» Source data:
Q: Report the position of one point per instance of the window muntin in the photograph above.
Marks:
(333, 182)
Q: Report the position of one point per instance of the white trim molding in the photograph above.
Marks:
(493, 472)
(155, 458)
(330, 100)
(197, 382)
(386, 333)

» Your instructions: Write out every line of the data above again, requests included, with 16 added to each coordinate in the answers.

» Task result:
Q: Report the position of one point per instance of the window muntin in the photograph above.
Marks:
(349, 198)
Q: Report the position of one point per instance of the white trim molding in the photograph above.
Marks:
(509, 488)
(171, 474)
(346, 116)
(213, 398)
(402, 349)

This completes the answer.